▶ ABOUT THIS TASK
Give all of the data again exactly as written, omitting every image.

▶ SUPPLIED INFORMATION
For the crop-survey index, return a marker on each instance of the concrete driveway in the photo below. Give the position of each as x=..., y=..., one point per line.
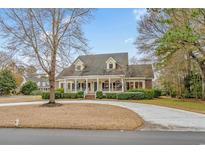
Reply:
x=156, y=117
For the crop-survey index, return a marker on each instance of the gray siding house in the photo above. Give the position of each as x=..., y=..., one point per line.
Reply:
x=104, y=72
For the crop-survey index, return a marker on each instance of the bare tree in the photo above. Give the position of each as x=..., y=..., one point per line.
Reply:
x=48, y=36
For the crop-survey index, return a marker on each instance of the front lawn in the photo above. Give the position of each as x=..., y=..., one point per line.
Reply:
x=14, y=99
x=74, y=116
x=189, y=105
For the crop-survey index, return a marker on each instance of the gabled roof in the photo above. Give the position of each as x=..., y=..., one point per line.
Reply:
x=140, y=70
x=96, y=65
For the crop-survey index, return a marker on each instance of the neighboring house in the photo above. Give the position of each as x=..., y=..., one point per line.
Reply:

▶ EXPECTED ANSWER
For the crop-survey index, return a marker on each instance of the concrete driveway in the photo below. Give the position of each as x=..., y=..., one point per line.
Reply:
x=156, y=117
For the crop-survey index, return a marker on each instance of the gray siding house in the photo above. Give the position of each as x=..., y=..., one point per line.
Reply:
x=104, y=72
For the crop-survey index, return a marker on each instance of the bare tree in the photo above. Give the position of each as x=..., y=..., one point per line.
Reply:
x=48, y=36
For the crop-survey index, return a marker on each instance of the front lawn in the photo above. Give the position of each as x=..., y=..., one point per line.
Reply:
x=14, y=99
x=74, y=116
x=189, y=105
For the crop-survey index, return a marker on each instance of the gabled roof in the photo above. Give the position of each as x=..., y=..., one point per line.
Reply:
x=140, y=70
x=96, y=65
For the crop-survey index, return a marker on each instance of the neighboring house in the photo above. Give the position of each as x=..., y=..., one point per line.
Reply:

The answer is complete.